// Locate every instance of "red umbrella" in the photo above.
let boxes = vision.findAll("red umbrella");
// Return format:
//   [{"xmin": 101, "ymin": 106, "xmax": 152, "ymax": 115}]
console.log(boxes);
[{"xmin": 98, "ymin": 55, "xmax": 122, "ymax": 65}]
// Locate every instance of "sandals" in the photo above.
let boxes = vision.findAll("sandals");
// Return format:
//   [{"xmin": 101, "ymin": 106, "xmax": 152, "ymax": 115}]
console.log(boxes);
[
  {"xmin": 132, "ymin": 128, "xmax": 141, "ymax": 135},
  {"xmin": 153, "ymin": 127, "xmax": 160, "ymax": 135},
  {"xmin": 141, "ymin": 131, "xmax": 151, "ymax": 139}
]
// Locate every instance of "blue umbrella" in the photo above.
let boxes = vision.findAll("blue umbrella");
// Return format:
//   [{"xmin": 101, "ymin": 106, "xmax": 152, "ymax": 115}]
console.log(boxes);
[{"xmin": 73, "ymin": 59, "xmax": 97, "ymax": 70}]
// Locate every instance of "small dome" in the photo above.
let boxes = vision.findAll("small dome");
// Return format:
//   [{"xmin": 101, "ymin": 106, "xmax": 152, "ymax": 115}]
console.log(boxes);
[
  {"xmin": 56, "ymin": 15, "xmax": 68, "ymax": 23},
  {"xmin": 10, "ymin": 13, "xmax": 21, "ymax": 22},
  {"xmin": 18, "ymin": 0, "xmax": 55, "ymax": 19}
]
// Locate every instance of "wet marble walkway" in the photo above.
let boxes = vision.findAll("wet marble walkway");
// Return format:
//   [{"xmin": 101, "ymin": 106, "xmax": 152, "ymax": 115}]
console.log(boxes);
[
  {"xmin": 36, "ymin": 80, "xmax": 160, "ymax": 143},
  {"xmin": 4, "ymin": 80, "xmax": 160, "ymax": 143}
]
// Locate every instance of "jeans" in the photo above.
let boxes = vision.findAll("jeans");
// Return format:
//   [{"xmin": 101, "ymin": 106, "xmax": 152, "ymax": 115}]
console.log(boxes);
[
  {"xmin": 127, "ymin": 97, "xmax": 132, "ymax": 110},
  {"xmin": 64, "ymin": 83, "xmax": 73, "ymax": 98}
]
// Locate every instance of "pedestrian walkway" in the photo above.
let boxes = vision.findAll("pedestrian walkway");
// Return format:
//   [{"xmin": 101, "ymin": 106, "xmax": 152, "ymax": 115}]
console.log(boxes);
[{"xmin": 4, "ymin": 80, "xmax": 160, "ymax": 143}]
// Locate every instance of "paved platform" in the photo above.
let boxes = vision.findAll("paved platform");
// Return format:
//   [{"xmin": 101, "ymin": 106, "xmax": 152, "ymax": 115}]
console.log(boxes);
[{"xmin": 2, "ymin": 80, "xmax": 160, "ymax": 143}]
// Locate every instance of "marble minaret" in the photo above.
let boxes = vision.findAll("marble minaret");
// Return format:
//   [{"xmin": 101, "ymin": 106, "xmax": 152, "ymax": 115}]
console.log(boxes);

» Work instructions: How many lines of the material above contain the string "walkway"? Reply with the number alone.

» Solved problem: 4